> [WHAT IS NEEDED] Output, word for word, every line from the line with "Task: for the greenhouse-bench survey, tag the uniform trouser" through the final line of the data below.

-=-=-=-=-

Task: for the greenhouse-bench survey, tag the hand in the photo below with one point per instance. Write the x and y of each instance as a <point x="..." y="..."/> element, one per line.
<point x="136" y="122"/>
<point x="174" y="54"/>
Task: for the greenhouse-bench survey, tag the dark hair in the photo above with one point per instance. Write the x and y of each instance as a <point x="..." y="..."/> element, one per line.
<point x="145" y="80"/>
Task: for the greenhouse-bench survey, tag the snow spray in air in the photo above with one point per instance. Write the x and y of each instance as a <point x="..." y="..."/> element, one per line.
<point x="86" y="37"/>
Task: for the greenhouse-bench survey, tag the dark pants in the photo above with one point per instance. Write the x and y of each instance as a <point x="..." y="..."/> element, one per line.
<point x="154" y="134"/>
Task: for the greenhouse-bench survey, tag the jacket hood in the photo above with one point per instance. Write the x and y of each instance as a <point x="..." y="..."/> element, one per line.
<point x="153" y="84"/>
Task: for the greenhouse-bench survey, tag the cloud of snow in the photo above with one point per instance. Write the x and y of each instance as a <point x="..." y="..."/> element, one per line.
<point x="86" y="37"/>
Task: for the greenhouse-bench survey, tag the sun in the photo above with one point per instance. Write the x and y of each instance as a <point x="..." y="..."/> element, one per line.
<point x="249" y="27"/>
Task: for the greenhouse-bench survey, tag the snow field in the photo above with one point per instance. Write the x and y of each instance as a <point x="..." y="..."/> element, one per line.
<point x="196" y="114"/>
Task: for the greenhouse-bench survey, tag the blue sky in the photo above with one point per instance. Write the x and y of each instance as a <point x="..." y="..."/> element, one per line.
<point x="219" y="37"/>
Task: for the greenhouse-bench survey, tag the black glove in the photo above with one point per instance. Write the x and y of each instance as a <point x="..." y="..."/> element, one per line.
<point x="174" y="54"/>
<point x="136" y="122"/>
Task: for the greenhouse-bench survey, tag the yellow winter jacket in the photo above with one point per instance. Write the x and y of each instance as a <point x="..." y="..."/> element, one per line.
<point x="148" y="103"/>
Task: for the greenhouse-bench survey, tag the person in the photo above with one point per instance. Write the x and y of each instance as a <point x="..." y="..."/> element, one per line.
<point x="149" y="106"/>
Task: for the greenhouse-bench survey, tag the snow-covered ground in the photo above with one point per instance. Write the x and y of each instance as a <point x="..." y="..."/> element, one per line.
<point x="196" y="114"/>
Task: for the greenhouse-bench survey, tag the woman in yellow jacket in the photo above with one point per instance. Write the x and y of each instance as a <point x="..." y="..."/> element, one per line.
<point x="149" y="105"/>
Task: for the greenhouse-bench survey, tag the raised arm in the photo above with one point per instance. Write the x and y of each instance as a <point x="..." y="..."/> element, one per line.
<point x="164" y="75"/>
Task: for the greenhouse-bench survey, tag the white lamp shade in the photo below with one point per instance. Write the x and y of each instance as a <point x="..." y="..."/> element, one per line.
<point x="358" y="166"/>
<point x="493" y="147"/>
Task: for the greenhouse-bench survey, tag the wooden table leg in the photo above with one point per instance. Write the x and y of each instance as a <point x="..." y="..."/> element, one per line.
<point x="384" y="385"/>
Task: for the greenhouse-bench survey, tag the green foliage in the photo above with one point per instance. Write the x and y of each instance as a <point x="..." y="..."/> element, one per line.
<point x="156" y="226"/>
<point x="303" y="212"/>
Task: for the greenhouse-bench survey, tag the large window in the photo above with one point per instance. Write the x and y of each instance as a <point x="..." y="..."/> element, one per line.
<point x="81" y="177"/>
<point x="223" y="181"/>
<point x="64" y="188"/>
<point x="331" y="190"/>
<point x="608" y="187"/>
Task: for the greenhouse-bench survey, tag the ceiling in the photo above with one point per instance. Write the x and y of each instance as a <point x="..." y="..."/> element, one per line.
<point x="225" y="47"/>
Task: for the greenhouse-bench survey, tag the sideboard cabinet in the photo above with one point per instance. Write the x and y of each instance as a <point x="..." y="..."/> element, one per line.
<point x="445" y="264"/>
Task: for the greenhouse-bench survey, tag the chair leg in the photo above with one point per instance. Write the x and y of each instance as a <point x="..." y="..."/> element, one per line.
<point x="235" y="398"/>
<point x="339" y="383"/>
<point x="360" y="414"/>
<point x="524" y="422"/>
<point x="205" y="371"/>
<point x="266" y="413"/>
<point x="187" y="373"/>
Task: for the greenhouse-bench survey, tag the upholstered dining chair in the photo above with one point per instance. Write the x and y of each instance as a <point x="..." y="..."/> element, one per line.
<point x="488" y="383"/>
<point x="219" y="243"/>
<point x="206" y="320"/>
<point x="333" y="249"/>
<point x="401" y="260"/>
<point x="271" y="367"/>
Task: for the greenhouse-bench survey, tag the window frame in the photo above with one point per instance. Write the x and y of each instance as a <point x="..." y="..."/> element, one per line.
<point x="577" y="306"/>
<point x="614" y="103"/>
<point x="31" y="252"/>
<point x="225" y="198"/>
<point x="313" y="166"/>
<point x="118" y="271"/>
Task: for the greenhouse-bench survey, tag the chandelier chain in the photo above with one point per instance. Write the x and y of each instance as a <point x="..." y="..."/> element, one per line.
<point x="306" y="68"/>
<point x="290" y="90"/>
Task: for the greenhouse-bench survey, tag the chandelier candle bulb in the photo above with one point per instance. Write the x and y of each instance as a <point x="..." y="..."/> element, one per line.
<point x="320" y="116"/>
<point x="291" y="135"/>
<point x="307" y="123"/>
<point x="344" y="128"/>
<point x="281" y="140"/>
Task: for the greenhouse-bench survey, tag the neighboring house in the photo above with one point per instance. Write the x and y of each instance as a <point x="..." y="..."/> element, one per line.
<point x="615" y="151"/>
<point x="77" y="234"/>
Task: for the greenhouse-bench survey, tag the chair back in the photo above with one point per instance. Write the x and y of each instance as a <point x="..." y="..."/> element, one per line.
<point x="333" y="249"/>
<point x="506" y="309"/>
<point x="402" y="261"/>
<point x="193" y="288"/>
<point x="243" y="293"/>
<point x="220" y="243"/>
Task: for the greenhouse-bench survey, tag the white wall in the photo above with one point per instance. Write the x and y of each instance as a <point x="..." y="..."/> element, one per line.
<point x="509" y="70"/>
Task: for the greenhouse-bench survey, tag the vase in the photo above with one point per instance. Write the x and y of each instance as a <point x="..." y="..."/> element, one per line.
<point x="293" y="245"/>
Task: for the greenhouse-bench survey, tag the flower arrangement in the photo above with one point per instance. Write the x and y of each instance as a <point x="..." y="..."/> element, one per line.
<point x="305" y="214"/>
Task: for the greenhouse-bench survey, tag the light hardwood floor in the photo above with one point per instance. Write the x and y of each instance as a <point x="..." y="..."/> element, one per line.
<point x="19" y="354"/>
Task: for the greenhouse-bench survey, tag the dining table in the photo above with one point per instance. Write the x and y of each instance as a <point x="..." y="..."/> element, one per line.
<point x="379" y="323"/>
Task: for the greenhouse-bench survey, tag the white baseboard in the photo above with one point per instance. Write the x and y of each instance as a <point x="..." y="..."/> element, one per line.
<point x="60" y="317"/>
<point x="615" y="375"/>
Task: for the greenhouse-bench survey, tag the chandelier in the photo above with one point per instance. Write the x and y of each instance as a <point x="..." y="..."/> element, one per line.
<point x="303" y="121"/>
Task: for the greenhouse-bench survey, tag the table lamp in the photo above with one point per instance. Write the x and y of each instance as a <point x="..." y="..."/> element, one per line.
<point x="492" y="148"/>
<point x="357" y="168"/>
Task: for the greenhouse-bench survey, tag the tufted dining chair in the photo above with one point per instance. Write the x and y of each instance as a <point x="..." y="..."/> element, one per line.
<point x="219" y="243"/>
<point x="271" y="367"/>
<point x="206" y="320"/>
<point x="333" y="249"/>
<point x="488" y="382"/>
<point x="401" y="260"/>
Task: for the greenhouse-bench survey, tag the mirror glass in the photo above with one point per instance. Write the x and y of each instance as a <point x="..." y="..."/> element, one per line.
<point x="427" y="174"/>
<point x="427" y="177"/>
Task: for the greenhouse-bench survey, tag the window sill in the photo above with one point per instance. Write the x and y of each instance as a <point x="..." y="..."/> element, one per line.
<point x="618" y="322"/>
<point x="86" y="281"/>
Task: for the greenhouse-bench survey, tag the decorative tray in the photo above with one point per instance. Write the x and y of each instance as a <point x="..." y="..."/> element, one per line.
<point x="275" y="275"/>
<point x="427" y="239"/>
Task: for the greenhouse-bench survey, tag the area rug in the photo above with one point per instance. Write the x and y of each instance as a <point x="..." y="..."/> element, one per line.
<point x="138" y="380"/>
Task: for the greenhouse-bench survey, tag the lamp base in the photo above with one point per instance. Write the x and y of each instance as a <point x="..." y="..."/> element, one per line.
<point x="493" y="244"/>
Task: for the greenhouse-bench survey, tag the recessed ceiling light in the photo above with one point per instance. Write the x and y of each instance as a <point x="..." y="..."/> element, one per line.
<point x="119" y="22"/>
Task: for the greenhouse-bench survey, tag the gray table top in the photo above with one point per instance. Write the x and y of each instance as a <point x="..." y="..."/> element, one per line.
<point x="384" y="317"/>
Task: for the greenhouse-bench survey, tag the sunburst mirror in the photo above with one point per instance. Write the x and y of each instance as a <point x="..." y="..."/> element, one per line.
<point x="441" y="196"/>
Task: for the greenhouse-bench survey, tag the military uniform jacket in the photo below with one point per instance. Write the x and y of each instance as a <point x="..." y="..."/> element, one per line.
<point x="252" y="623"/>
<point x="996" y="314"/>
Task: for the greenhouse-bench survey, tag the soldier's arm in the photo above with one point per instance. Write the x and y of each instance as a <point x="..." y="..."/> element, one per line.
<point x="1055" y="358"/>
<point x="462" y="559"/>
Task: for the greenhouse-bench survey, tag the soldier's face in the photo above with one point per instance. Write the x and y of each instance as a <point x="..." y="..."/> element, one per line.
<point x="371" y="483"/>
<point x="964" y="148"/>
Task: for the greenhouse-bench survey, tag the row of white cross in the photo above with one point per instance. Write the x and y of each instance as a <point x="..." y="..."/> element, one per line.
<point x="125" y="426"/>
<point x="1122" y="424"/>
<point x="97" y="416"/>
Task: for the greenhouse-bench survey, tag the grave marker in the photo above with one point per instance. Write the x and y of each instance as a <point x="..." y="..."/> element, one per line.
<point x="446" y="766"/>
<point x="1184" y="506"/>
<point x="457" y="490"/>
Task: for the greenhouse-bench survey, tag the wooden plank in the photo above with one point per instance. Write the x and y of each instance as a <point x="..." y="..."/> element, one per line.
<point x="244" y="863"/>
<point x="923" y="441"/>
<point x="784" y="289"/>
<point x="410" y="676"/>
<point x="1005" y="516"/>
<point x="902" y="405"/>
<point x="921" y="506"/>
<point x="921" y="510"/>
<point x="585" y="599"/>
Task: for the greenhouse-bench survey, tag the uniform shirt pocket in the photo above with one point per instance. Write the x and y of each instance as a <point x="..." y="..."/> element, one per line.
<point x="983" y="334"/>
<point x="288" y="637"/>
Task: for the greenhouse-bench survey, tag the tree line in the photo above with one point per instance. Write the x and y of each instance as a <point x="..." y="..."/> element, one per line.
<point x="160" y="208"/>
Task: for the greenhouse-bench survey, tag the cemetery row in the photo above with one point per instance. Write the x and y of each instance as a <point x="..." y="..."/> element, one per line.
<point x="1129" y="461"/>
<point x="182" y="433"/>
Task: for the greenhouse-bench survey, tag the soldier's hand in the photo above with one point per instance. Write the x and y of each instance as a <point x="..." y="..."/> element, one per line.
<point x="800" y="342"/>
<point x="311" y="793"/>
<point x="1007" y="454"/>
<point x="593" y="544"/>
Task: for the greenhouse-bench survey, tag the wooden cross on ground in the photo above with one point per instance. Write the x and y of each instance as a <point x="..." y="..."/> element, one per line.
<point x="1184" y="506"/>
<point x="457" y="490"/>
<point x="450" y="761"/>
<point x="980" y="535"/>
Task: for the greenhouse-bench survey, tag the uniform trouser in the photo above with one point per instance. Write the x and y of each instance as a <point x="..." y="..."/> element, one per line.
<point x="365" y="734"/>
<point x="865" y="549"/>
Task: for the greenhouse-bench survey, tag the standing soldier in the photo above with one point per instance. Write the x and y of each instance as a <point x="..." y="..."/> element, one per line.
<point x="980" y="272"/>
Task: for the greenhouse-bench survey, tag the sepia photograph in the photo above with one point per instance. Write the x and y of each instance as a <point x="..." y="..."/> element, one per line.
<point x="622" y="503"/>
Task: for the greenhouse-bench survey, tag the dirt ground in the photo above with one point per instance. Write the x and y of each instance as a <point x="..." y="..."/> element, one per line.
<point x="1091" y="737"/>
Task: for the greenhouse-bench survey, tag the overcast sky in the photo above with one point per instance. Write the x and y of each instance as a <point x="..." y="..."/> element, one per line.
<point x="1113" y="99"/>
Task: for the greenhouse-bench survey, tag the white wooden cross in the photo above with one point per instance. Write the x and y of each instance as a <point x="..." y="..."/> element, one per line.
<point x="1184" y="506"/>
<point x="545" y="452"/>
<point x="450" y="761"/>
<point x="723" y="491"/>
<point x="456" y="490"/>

-=-=-=-=-

> [SOLUTION FOR THIS PROBLEM]
Task: for the greenhouse-bench survey, tag the uniform trouser in the photo above with one point per instance. Write the x and y of each instance as a <point x="..." y="..."/> element, one per line.
<point x="365" y="734"/>
<point x="865" y="549"/>
Task: for the greenhouse-bench survey, tag the standing soldier in the photo above with one point per instance. Write the x and y of each instance as a <point x="..." y="..."/> element, one per line.
<point x="980" y="272"/>
Task: for the greenhouse-bench survey, tag the sepia photograph in the photo above with one point per instance. Write the x and y of each instance as a <point x="..." y="..."/> element, one per line.
<point x="622" y="503"/>
Task: for the greenhouse-bench survey, tag the dirt ground in the photo above with one point per instance. Write the x and y of each instance as a <point x="..." y="..."/> element, one per line.
<point x="1091" y="737"/>
Task: for the greenhouse-bench survey, tag the overcast sky in the photo above with one point per instance. Write the x and y of each instance as a <point x="..." y="..."/> element, one per line.
<point x="1113" y="99"/>
Task: for the greenhouse-bench survey, tag the white wooden cross in the photo above with one point per instance. Write the x and y of each instance as a <point x="..." y="..."/> element, one per line.
<point x="1184" y="506"/>
<point x="545" y="452"/>
<point x="450" y="761"/>
<point x="723" y="491"/>
<point x="456" y="490"/>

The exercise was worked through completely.